▸ PROBLEM TO SOLVE: In the response, each entry below should appear again exactly as given.

▸ Stored dataset items:
═══

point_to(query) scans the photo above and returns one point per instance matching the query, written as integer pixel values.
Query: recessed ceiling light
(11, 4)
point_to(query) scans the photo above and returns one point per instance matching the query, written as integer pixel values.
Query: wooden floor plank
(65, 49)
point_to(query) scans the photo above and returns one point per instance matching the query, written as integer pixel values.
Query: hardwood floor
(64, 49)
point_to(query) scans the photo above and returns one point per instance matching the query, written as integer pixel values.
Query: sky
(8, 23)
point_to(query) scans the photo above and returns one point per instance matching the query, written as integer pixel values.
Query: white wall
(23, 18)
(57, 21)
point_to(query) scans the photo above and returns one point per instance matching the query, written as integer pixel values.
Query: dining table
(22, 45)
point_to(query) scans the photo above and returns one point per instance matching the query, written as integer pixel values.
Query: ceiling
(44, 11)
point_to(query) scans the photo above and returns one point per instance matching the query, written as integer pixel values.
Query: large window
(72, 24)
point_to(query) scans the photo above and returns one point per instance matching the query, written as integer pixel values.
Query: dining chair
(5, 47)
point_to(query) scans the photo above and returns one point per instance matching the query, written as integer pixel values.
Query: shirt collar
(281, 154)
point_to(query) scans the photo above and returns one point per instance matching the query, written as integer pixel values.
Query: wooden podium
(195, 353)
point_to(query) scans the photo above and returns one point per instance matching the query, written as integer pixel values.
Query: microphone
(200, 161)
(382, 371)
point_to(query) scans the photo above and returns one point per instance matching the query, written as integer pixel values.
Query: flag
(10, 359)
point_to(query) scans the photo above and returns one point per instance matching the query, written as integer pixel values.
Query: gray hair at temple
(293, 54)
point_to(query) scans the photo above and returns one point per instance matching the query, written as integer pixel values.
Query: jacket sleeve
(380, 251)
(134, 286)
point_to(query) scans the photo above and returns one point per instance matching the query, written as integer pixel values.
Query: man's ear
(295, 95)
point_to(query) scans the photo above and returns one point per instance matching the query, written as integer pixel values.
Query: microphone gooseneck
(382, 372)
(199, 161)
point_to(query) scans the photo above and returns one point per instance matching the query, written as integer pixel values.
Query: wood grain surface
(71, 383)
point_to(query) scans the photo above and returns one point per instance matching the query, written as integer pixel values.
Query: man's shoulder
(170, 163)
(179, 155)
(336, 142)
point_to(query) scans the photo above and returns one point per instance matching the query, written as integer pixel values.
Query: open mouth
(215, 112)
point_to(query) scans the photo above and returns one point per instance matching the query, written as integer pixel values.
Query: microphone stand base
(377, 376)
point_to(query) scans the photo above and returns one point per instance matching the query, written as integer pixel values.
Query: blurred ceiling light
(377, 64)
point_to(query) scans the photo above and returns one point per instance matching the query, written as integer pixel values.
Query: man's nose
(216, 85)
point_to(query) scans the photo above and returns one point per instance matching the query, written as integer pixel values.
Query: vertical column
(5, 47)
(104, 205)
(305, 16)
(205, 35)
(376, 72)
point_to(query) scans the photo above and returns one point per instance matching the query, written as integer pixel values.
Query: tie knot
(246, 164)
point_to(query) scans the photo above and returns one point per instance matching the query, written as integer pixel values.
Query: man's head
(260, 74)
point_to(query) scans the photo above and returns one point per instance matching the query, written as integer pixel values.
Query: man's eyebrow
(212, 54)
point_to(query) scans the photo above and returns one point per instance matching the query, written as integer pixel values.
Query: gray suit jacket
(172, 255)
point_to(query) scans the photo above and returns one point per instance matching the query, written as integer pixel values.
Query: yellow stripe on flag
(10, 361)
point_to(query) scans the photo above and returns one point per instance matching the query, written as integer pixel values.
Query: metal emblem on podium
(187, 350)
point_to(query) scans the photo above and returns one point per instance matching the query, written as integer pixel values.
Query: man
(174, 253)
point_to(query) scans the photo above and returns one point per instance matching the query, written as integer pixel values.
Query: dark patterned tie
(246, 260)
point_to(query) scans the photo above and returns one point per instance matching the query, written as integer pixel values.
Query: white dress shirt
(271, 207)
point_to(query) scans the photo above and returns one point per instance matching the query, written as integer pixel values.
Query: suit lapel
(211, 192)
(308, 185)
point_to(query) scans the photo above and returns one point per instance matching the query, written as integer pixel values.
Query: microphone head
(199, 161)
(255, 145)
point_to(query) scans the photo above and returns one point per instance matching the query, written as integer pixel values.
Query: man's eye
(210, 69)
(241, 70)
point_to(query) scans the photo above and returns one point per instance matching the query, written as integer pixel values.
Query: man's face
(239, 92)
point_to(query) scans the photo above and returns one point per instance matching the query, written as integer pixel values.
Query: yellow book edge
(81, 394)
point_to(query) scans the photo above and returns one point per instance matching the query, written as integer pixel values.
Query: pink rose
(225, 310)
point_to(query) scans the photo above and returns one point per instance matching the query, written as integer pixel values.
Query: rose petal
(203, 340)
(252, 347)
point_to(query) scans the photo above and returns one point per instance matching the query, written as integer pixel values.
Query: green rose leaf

═══

▸ RESULT FOR THIS TASK:
point_to(query) scans the photo above and returns one point per instance matching the query, written as integer pixel values.
Query: recessed ceiling light
(11, 4)
point_to(query) scans the photo above and returns one point per instance matching the query, written as integer pixel values.
Query: wooden floor plank
(65, 49)
point_to(query) scans the photo above and returns one point per instance matching the query, written as integer pixel values.
Query: hardwood floor
(64, 49)
point_to(query) scans the photo above and returns one point per instance matching the query, written as integer pixel values.
Query: sky
(8, 23)
point_to(query) scans the photo above and returns one point per instance matching the query, written as integer pixel values.
Query: white wall
(23, 18)
(57, 21)
point_to(query) scans the photo above and returns one point per instance matching the query, written as integer pixel values.
Query: dining table
(22, 45)
point_to(query) scans the photo above and returns one point per instance matching the query, written as integer pixel values.
Query: ceiling
(44, 11)
point_to(query) scans the photo above and returns one point per instance matching the query, written as integer pixel values.
Query: large window
(72, 24)
point_to(query) scans the photo above and returns one point per instance matching the query, written as integer pixel values.
Query: dining chair
(5, 47)
point_to(query) scans the photo above and returns one point per instance matching the query, written as integer pixel values.
Query: shirt collar
(281, 154)
point_to(query) scans the photo above and returns one point per instance matching the query, written as integer pixel values.
Query: wooden podium
(195, 353)
point_to(query) scans the photo above and returns one point per instance matching the query, written as integer pixel values.
Query: microphone
(200, 161)
(382, 371)
point_to(query) scans the photo above and returns one point per instance matching the query, written as integer pixel values.
Query: flag
(10, 359)
point_to(query) scans the photo above and returns one point per instance matching the query, written as integer pixel values.
Query: gray hair at temple
(293, 54)
point_to(query) scans the photo above and returns one point per instance matching the query, written as integer pixel values.
Query: jacket sleeve
(380, 251)
(134, 286)
point_to(query) scans the photo above and returns one point per instance matching the query, written as integer pixel values.
Query: man's ear
(295, 95)
point_to(query) scans the photo above and returns one point per instance matching the query, written as integer pixel values.
Query: microphone gooseneck
(382, 372)
(199, 161)
point_to(query) scans the photo above and returns one point per instance matching the query, written as integer pixel values.
Query: wood grain surface
(71, 383)
point_to(query) scans the photo above and returns one point per instance matching the query, written as integer pixel values.
Query: man's shoulder
(170, 163)
(179, 155)
(336, 142)
point_to(query) scans the photo above and returns one point per instance matching the query, written as integer pixel values.
Query: open mouth
(215, 112)
point_to(query) scans the photo above and returns one point per instance matching the query, written as integer pixel values.
Query: microphone stand base
(377, 376)
point_to(query) scans the photo above and returns one point per instance matching the query, written as integer pixel values.
Query: blurred ceiling light
(377, 64)
point_to(query) scans the photo above and returns one point per instance matching the query, written as integer pixel values.
Query: man's nose
(216, 85)
point_to(query) scans the photo above and returns one point per instance matching the query, written as integer pixel values.
Query: vertical column
(5, 47)
(104, 205)
(305, 16)
(205, 35)
(376, 72)
point_to(query) scans the photo above and returns one point per instance matching the query, written as integer pixel values.
Query: tie knot
(246, 164)
point_to(query) scans the photo above and returns one point per instance matching the query, written as integer pixel values.
Query: man's head
(260, 74)
point_to(query) scans the photo above and returns one point per instance matching the query, written as integer pixel values.
Query: man's eyebrow
(212, 54)
point_to(query) scans the photo above and returns one point per instance matching the query, written as integer pixel values.
Query: gray suit jacket
(172, 255)
point_to(query) scans the photo above and returns one point per instance matching the query, written as integer pixel values.
Query: yellow stripe on flag
(10, 361)
point_to(query) scans the photo above and returns one point per instance matching the query, written as integer pixel values.
Query: metal emblem on podium
(187, 350)
point_to(query) scans the photo above and returns one point per instance matching the query, written as integer pixel values.
Query: man
(174, 253)
point_to(query) scans the photo above and returns one point per instance matching the query, written as integer pixel values.
Query: dark patterned tie
(246, 260)
point_to(query) scans the photo above and returns one point per instance matching the query, written as integer pixel values.
Query: white dress shirt
(271, 207)
point_to(query) scans the photo above and returns one point per instance matching the query, written as integer pixel values.
Query: suit lapel
(211, 192)
(308, 185)
point_to(query) scans the photo above and returns one point per instance matching the query, written as integer pixel values.
Query: microphone head
(199, 161)
(255, 145)
point_to(query) scans the photo above and returns one point per instance matching the query, written as integer pixel values.
Query: man's eye
(210, 69)
(241, 70)
point_to(query) scans the photo above and returns one point per instance matching the query, written as integer pixel values.
Query: man's face
(239, 92)
point_to(query) scans the photo above and returns one point per instance matching the query, written as integer pixel values.
Query: yellow book edge
(81, 394)
point_to(query) scans the photo above and returns one point per instance matching the query, written as integer pixel values.
Query: pink rose
(225, 310)
point_to(query) scans the photo above and returns one point per instance matching the query, written as integer pixel values.
Query: rose petal
(203, 340)
(252, 347)
point_to(query) scans the photo above and returns one point per instance matching the query, written as integer pixel values.
Query: green rose leaf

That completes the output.